*SHORT EXERCISE*
Copy out the records below, replacing every occurrence of "camera-trap tally" with "field survey count" and leaving everything else unchanged.

*DATA FOR PROCESSING*
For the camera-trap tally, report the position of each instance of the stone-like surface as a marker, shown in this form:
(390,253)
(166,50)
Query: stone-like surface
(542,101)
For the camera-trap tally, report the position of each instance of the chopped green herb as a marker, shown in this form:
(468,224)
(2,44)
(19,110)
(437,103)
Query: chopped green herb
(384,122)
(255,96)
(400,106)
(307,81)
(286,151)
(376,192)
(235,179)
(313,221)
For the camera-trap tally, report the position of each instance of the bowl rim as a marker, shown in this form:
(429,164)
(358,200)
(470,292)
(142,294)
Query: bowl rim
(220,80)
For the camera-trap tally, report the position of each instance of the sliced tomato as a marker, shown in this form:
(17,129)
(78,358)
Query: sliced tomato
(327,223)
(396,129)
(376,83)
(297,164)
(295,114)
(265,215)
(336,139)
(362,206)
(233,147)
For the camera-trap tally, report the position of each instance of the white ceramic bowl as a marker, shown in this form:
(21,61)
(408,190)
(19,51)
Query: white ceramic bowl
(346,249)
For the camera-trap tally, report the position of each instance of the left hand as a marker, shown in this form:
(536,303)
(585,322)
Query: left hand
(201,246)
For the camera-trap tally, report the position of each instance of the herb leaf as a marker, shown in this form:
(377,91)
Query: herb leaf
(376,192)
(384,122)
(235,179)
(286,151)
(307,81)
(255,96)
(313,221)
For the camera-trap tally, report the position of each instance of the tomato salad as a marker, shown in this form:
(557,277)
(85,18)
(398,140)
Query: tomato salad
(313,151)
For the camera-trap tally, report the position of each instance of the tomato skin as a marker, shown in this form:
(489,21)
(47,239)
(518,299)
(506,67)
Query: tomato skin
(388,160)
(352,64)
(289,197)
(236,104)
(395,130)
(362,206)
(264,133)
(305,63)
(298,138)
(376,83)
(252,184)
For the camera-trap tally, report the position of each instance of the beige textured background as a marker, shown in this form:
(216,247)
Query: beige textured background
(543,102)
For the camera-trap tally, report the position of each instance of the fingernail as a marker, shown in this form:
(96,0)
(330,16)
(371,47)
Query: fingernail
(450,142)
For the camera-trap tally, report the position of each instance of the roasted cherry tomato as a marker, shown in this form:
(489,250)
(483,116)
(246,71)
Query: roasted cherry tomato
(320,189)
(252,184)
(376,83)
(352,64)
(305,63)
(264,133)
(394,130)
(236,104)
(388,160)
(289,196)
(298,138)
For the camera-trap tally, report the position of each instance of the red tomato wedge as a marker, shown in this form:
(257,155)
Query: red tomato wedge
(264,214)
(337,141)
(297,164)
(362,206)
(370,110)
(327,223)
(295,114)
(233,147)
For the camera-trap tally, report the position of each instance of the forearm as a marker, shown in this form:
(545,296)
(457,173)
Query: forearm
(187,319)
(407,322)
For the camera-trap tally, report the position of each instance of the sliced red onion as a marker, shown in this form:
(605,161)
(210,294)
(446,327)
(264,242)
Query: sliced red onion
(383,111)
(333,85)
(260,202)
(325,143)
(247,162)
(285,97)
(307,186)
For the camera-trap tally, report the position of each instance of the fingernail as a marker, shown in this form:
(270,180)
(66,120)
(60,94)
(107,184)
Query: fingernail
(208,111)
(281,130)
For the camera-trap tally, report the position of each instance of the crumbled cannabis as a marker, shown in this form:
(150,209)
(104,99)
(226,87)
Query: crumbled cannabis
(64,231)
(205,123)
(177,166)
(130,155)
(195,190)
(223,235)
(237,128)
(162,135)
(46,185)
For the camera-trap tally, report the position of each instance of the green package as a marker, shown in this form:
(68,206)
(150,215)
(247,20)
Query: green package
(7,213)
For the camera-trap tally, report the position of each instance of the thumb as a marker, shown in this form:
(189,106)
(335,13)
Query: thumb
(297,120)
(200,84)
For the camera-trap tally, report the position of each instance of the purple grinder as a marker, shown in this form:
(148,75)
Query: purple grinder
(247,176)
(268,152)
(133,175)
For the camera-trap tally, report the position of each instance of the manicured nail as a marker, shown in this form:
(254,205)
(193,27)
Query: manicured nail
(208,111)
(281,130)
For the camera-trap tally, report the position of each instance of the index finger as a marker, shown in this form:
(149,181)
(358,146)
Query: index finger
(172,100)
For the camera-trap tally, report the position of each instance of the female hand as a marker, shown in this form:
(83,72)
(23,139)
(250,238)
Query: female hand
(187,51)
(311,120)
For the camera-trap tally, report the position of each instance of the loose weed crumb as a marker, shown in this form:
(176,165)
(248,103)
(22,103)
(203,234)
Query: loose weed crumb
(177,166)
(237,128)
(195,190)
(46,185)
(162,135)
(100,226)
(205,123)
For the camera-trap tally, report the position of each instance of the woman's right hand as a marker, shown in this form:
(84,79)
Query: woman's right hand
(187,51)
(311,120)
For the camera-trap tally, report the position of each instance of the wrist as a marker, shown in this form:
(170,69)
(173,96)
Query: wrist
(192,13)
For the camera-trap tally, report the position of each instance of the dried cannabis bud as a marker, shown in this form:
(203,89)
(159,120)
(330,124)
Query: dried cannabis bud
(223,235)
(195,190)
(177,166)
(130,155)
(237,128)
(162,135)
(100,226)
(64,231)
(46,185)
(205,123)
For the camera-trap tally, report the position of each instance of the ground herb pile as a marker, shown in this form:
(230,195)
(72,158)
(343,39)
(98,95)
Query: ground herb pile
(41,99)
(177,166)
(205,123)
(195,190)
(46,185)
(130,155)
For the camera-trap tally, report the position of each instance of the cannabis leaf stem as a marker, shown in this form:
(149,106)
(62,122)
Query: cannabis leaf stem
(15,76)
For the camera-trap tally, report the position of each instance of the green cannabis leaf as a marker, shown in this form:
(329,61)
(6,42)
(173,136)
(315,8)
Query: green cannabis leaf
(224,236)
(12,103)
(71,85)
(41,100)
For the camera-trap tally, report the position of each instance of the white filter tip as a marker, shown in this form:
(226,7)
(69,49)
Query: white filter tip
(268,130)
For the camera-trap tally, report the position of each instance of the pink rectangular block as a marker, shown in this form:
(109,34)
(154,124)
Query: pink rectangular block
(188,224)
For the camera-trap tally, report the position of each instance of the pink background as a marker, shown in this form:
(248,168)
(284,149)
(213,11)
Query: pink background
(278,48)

*EXERCISE RESPONSE*
For the field survey count, report the position of each instance of the stone-like surface as a marker, shown in this form:
(390,253)
(166,50)
Query: stone-like surface
(542,101)
For the field survey count, report the position of each instance of the chopped green herb as a marker, shown in this form:
(468,224)
(2,44)
(19,110)
(437,103)
Query: chopped green herb
(384,122)
(255,96)
(400,106)
(307,81)
(286,151)
(376,192)
(235,179)
(313,221)
For the field survey count, report the position of each instance of the bowl rim as a marker, shown in this form:
(429,164)
(358,200)
(470,292)
(142,294)
Query: bowl rim
(220,80)
For the field survey count, report the position of each instance of the sliced tomato as a marker, shown in this form:
(17,129)
(78,358)
Query: sliced tomato
(327,223)
(396,129)
(376,83)
(297,164)
(295,114)
(265,215)
(336,139)
(362,206)
(233,147)
For the field survey count, report the position of each instance of the white ceramic bowl as a marker, shown in this form:
(21,61)
(408,190)
(19,51)
Query: white ceramic bowl
(346,249)
For the field survey count, report the position of each instance of the left hand as a marker, shown in this form:
(536,303)
(585,322)
Query: left hand
(201,246)
For the field survey count, report the position of each instance of the herb leaf as a marker, shown in this form:
(377,91)
Query: herb leaf
(376,192)
(384,122)
(235,179)
(286,151)
(307,81)
(255,96)
(313,221)
For the field survey count, report the position of each instance of the tomato salad as a marker, shown in this form:
(557,277)
(85,18)
(398,140)
Query: tomato salad
(313,151)
For the field survey count, report the position of each instance of the tomato skin as a marker, shown in this form:
(489,21)
(47,239)
(518,299)
(506,67)
Query: tomato skin
(388,160)
(352,64)
(289,197)
(236,104)
(395,130)
(362,206)
(264,133)
(305,63)
(298,138)
(376,83)
(252,184)
For the field survey count, report the position of each instance of the beige textured background as a marker, shown in this form:
(216,247)
Query: beige textured background
(543,102)
For the field survey count, report the position of each instance of the fingernail as a marker, shown in this form:
(96,0)
(330,16)
(371,47)
Query: fingernail
(450,142)
For the field survey count, report the position of each instance of the roasted cherry tomato as a marker, shown in this form:
(489,250)
(483,116)
(246,71)
Query: roasted cherry tomato
(320,189)
(252,184)
(376,83)
(352,64)
(305,63)
(264,133)
(394,130)
(236,104)
(388,160)
(289,196)
(298,138)
For the field survey count, report the position of each instance of the red tomato wedge as a marker, shown in this form:
(257,155)
Query: red tomato wedge
(264,214)
(337,141)
(297,164)
(362,206)
(370,110)
(327,223)
(295,114)
(233,147)
For the field survey count, report the position of each instance of the forearm as a marker, shown in this form:
(545,296)
(457,173)
Query: forearm
(187,319)
(407,322)
For the field survey count, report the position of each instance of the sliced red onion as a marker, shown in this form:
(605,161)
(210,294)
(446,327)
(264,242)
Query: sliced red onion
(383,111)
(333,85)
(260,202)
(325,143)
(247,162)
(285,97)
(307,186)
For the field survey count, report the position of each instance of the fingernail as a marker, shown in this form:
(270,180)
(66,120)
(60,94)
(107,184)
Query: fingernail
(208,111)
(281,130)
For the field survey count, report the position of each instance of the crumbled cannabis as a marker, shown in this form:
(150,209)
(104,99)
(226,87)
Query: crumbled cannabis
(64,231)
(205,123)
(177,166)
(130,155)
(195,190)
(223,235)
(237,128)
(162,135)
(46,185)
For the field survey count, report the position of each instance of the green package as a marker, shown in this form:
(68,206)
(150,215)
(247,20)
Query: green package
(7,213)
For the field survey count, report the position of each instance of the thumb as a marker, shown in this form:
(189,106)
(335,13)
Query: thumb
(297,120)
(200,84)
For the field survey count, report the position of each instance of the purple grinder as a marker, shown in this form:
(148,75)
Query: purple grinder
(247,176)
(268,152)
(133,175)
For the field survey count, report the position of each instance of the manicured nail as a marker, shown in this form:
(254,205)
(193,27)
Query: manicured nail
(208,111)
(281,130)
For the field survey count, report the position of each instance of the index finger as a marker, shown in this form:
(149,181)
(358,146)
Query: index finger
(172,100)
For the field survey count, report the position of each instance of the female hand as a marker, shown in this form:
(83,72)
(23,139)
(250,238)
Query: female hand
(187,51)
(311,120)
For the field survey count, report the position of each instance of the loose weed crumb as a marker, shown in this form:
(176,165)
(248,103)
(22,103)
(203,234)
Query: loose weed crumb
(177,166)
(237,128)
(195,190)
(46,185)
(162,135)
(100,226)
(205,123)
For the field survey count, report the position of each instance of the woman's right hand as a marker, shown in this form:
(84,79)
Query: woman's right hand
(187,51)
(311,120)
For the field survey count, report the position of each instance of the wrist as a marker, shown in this form:
(170,69)
(173,96)
Query: wrist
(192,13)
For the field survey count, report the position of each instance of the dried cannabis bud as a marker, shown in this form:
(203,89)
(159,120)
(330,124)
Query: dried cannabis bud
(223,235)
(195,190)
(177,166)
(130,155)
(237,128)
(162,135)
(100,226)
(64,231)
(46,185)
(205,123)
For the field survey count, report the position of each instance of the ground herb pile as a marker, shown in this form:
(230,195)
(72,158)
(343,39)
(98,95)
Query: ground herb pile
(41,99)
(177,166)
(205,123)
(195,190)
(46,185)
(130,155)
For the field survey count, report the position of each instance of the cannabis leaf stem as a marker, shown in this form:
(149,106)
(62,122)
Query: cannabis leaf stem
(15,76)
For the field survey count, report the position of each instance of the green cannabis leaf as a marker, shown in this form:
(329,61)
(6,42)
(173,136)
(315,8)
Query: green cannabis leaf
(224,236)
(12,103)
(71,85)
(41,100)
For the field survey count, report the position of each instance of the white filter tip as a marker, shown in this form:
(226,7)
(69,49)
Query: white filter tip
(268,130)
For the field survey count, report the position of each instance of the pink rectangular block as a marker, shown in this form:
(109,34)
(154,124)
Query: pink rectangular block
(188,224)
For the field survey count, report the position of each instance of the pink background as a marker, shown in this form:
(248,168)
(284,149)
(213,11)
Query: pink background
(278,48)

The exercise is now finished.